-- Work order 1 --
In the article below on how capitalism died in 2008, why did Wall Street create collateralized mortgage obligations? Answer in one to three sentences.
-- Work order 2 --
Do these statements agree with the article below on how capitalism died in 2008? Answer yes or no for each, and quote the deciding words of the article. (a) The Federal Reserve dropped the key discount rate to 1%. (b) The Y2K trouble predicted that computer systems would collapse on January 1, 2001. (c) The credit-rating agencies raised ratings in anticipation of accounting losses.
-- Work order 3 --
Reproduce the part of the article below on how capitalism died in 2008 that starts with "Capitalism as we" and goes on through "in the century.".

[[ Document excerpt, beginning ]]

How Capitalism Died in 2008

01/22/2009 1:00 pm EST

Focus: MARKETS

Richard Lehmann

Publisher, Forbes/Lehmann Income Securities Investor

Richard Lehmann, editor of the Forbes/Lehmann Income Securities Investor, traces the roots of the financial crisis to the technology boom of the 1990s.

Capitalism as we know it died in 2008. The “invisible hand” identified by Adam Smith as the driving force behind capitalism has been replaced by the “helping hand” of big government.

How did this happen?

Once upon a recent time, there was prosperity in the land and steady growth was the order of the day. But trouble was on the horizon, by the name of Y2K. This trouble predicted that computer systems would collapse on January 1, 2000 because they had not been designed to accommodate a change in the century.

[So,] a massive effort was launched to correct for this problem, [involving] an entire upgrade embracing the newest technologies. This multiyear effort compressed expenditures into a two- to three-year time period. The economic effect was tremendously stimulative, especially in the stock market, where the prices of technology companies which benefited from all this spending surged.

In addition, the solons at the Federal Reserve had pumped liquidity into the financial system in anticipation of Y2K problems and now had to soak it up or risk inflation. The result: a stock market meltdown of massive proportions.

But the [expectation] of 20%-a-year investment return did not go away, [even though] a post-Y2K economy no longer had the ability to stimulate stock prices at 20% a year. Other ways had to be found to make this happen.

A whole cadre of new players brought huge amounts of capital to the game—highly leveraged capital to boot. This flood of capital also brought new innovations in products designed to speculate in currency, energy prices, and commodities in general. They even produced a product that allowed you to speculate on a company’s likelihood of defaulting on its debt (the infamous credit default swaps).

The success of hedge funds in these dubious new activities disrupted stock prices [and] currency values, drove up commodity prices, and created volatility in all markets. Their success also seduced banks, mutual and pension funds, as well as individual investors, to gradually overcome their fears and give way to their greed.

The Federal Reserve poured gasoline on an already overheated investment environment by dropping the key discount rate to 1%. This move stimulated even more activity in what is termed the “carry trade,” where hedge funds borrow massive amounts of short- term funds and invest them in higher-interest-bearing, longer-maturity securities.

It also stimulated what was to become the greatest-ever housing boom, which took on a “carry trade” structure in that unqualified buyers (overleveraged) were able to borrow at short-term interest rates (adjustable-rate mortgages) in order to buy a long-term asset (a house). Continuing this housing boom became a problem as the market ran out of qualified buyers who could meet the Fannie Mae and Freddie Mac guarantee standards. Not to worry: Wall Street found its own solution by creating collateralized mortgage obligations (CMOs), which packaged mortgages into pools of good and not-so- good mortgages.

The collapse of a few CMOs brought to light their lack of transparency (a classic pig-in-a-poke problem) and led to media reporting that these structured financial vehicles were not silk purses but sows’ ears. The lack of transparency of CMOs lead to tremendous discounting of values in a market dominated by desperate sellers.

Meanwhile, the credit-rating agencies went on a rating downgrade spree in anticipation of all the balance sheet erosion bound to result from the accounting losses. This led to various stock market bear raids first against the municipal bond insurers and then the banks and investment banking firms which held the now designated “toxic” securities. The 24/7 media couldn’t get enough and provided a handy forum for anyone with a bad word and a penchant for 15 minutes of fame.

Investor confidence quickly became an oxymoron. Irrational pessimism led to fear and fear became panic. Clearly it was time for government to step in and in its inimical way, really get things cocked up.

[[ Document excerpt, end ]]
[[ Records supplied, beginning ]]

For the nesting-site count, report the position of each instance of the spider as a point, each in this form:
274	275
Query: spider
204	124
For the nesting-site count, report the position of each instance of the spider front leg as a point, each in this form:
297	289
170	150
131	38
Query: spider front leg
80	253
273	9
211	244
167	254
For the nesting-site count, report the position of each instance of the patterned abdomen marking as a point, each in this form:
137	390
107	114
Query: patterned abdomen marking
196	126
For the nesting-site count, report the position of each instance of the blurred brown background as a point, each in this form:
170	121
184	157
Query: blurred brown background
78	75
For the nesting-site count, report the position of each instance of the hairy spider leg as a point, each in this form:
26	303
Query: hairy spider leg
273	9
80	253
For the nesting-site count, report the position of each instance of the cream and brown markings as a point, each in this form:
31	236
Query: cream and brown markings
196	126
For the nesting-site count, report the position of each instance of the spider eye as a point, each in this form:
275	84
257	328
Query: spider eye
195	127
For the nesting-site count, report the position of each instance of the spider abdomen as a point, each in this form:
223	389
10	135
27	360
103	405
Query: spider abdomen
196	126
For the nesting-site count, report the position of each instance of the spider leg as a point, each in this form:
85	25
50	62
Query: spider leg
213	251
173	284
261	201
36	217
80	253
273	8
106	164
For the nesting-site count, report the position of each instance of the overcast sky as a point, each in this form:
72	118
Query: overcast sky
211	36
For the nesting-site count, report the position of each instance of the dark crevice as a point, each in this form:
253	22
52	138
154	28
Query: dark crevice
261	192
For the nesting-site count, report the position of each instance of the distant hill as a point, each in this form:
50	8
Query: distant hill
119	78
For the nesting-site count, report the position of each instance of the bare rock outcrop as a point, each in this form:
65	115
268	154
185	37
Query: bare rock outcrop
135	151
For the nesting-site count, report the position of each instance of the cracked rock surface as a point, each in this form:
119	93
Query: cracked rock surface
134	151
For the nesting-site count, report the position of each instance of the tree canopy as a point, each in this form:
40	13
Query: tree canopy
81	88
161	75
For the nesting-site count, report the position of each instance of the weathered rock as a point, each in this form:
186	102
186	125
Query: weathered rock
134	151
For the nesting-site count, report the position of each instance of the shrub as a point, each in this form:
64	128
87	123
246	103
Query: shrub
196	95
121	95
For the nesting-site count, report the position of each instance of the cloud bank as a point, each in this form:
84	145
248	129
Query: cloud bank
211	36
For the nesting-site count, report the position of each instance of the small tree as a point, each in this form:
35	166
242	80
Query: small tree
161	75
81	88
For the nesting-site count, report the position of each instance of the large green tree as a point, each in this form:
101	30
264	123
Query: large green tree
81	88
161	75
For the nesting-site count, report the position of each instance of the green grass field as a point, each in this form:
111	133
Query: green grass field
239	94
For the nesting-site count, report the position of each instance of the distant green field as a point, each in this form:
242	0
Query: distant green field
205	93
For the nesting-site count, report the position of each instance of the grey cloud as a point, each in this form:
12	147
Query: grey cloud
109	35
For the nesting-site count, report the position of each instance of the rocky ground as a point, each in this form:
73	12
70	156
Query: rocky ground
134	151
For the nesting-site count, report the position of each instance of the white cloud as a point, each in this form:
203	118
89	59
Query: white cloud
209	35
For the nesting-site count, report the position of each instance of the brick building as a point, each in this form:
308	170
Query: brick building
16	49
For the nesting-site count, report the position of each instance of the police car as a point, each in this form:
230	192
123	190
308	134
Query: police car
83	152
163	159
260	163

[[ Records supplied, end ]]

-- Answer 1 --
The housing boom was becoming hard to continue because the market ran out of qualified buyers who could meet the Fannie Mae and Freddie Mac guarantee standards. Wall Street's solution was to create CMOs, which packaged mortgages into pools of good and not-so-good mortgages.

-- Answer 2 --
(a) Yes: "dropping the key discount rate to 1%"
(b) No: "computer systems would collapse on January 1, 2000"
(c) No: "the credit-rating agencies went on a rating downgrade spree in anticipation of all the balance sheet erosion bound to result from the accounting losses"

-- Answer 3 --
Capitalism as we know it died in 2008. The “invisible hand” identified by Adam Smith as the driving force behind capitalism has been replaced by the “helping hand” of big government.

How did this happen?

Once upon a recent time, there was prosperity in the land and steady growth was the order of the day. But trouble was on the horizon, by the name of Y2K. This trouble predicted that computer systems would collapse on January 1, 2000 because they had not been designed to accommodate a change in the century.